Passage given
• • •
Re: Various question on Parquet

Ryan Blue Tue, 12 Apr 2016 11:58:57 -0700

I'm not very qualified to answer comparison questions like that. You may
want to check with the Apache Drill community for their performance numbers.


On Tue, Apr 12, 2016 at 10:46 AM, Stefán Baxter <ste...@activitystream.com>
wrote:

> Great, thank you.
>
> Has there a comparison been made between Drill and Presto in regards to
> Parquet and low-latency queries?
>
> Regards,
>  -Stefan
>
> On Tue, Apr 12, 2016 at 5:41 PM, Ryan Blue <rb...@netflix.com.invalid>
> wrote:
>
> > The 1.9 release is about ready, but blocked on a fix to the read path. We
> > recently switched to a ByteBuffer-based read path and we identified some
> > problems that require further testing. You can follow PARQUET-400 for it.
> > I'm not sure what the timeline for this fix is.
> >
> > As far as "staging format", I always recommend Avro since there is good
> > support for the Avro object model on top of both formats. Avro's also a
> > Hadoop format (splittable) if you need to process data before moving it
> to
> > Parquet for long-term storage.
> >
> > Your multi-column situation sounds somewhat reasonable. You're probably
> > seeking before each column read. You could try grouping columns that will
> > be selected together in the schema. We could also improve how Parquet
> reads
> > data here, which is currently pretty simple. It will read contiguous
> > chunks, but a gap of even 1 byte will cause a seek operation. We could
> have
> > a threshold that groups read operations together if they aren't separated
> > by at least that many bytes.
> >
> > We currently use Presto for low-latency queries, Pig for ETL, Spark for
> ETL
> > and other tasks, and Hive for ETL and batch SQL. We're interested in
> > getting the dictionary row group filter support in all of those since
> we've
> > seen great results with it.
> >
> > rb
> >
> > On Tue, Apr 12, 2016 at 10:29 AM, Stefán Baxter <
> ste...@activitystream.com
> > >
> > wrote:
> >
> > > Thanks Ryan,
> > >
> > > Very exciting news! When is 1.9 expected to become available? (roughly)
> > >
> > > I sure hope the Avro stuff makes it into parquet-avro :)
> > >
> > > Is there a preferred "staging" format other than Avro that you would
> > > recommend?
> > >
> > > Regarding the multi-column overhead:
> > >
> > >    - I have a single table (no joins) in 1 parquet files
> > >    with multiple segment files (8 segment files)
> > >    - In my test I have ~2 million entries in a fairly wide table (150
> > >    columns)
• • •
Exercises
**1)** Summarize the Parquet thread in two sentences.
**2)** Reproduce the Parquet thread word for word from "Ryan Blue Tue, 12" to "and low-latency queries?".

Listed entries
• • •
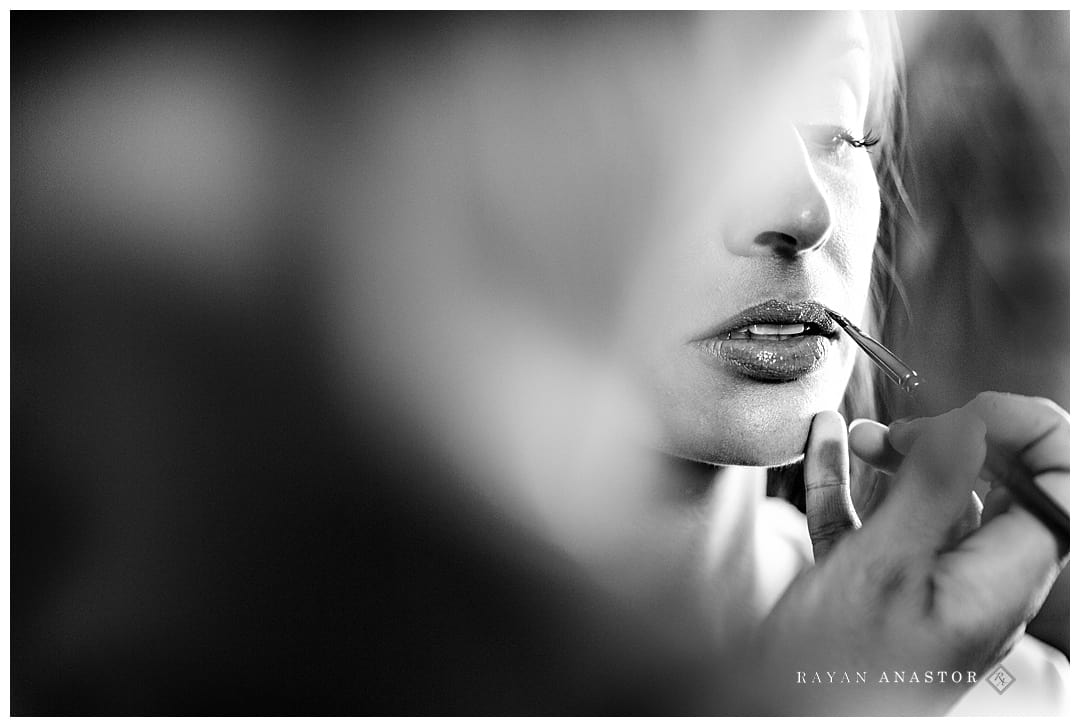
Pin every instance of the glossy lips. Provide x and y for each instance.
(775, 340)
• • •
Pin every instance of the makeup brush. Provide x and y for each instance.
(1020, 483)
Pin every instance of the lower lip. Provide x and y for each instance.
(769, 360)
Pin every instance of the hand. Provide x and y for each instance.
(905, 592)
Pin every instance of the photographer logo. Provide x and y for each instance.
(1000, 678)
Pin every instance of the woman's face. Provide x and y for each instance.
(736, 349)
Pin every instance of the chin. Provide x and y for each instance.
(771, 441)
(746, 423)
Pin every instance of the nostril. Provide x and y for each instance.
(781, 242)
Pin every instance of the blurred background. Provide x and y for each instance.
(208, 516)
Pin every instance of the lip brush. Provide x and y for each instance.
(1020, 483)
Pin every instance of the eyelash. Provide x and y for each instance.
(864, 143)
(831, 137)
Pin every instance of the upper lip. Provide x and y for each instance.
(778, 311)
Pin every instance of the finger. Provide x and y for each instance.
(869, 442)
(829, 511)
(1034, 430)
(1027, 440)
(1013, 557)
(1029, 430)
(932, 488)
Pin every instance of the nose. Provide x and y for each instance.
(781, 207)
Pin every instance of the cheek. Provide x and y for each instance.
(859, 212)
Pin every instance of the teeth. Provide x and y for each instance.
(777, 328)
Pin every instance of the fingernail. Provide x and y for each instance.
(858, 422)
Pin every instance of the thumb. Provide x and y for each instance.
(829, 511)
• • •
Solutions to each task
**1)** Ryan Blue reports that the Parquet 1.9 release is nearly ready but blocked on a read-path fix tracked in PARQUET-400. Ryan Blue also recommends Avro as a staging format, attributes the multi-column overhead to likely seeking before each column read, suggests grouping together columns that will be selected together, and later points Stefán Baxter to the Apache Drill community for Drill and Presto performance numbers.

**2)**
Ryan Blue Tue, 12 Apr 2016 11:58:57 -0700

I'm not very qualified to answer comparison questions like that. You may
want to check with the Apache Drill community for their performance numbers.


On Tue, Apr 12, 2016 at 10:46 AM, Stefán Baxter <ste...@activitystream.com>
wrote:

> Great, thank you.
>
> Has there a comparison been made between Drill and Presto in regards to
> Parquet and low-latency queries?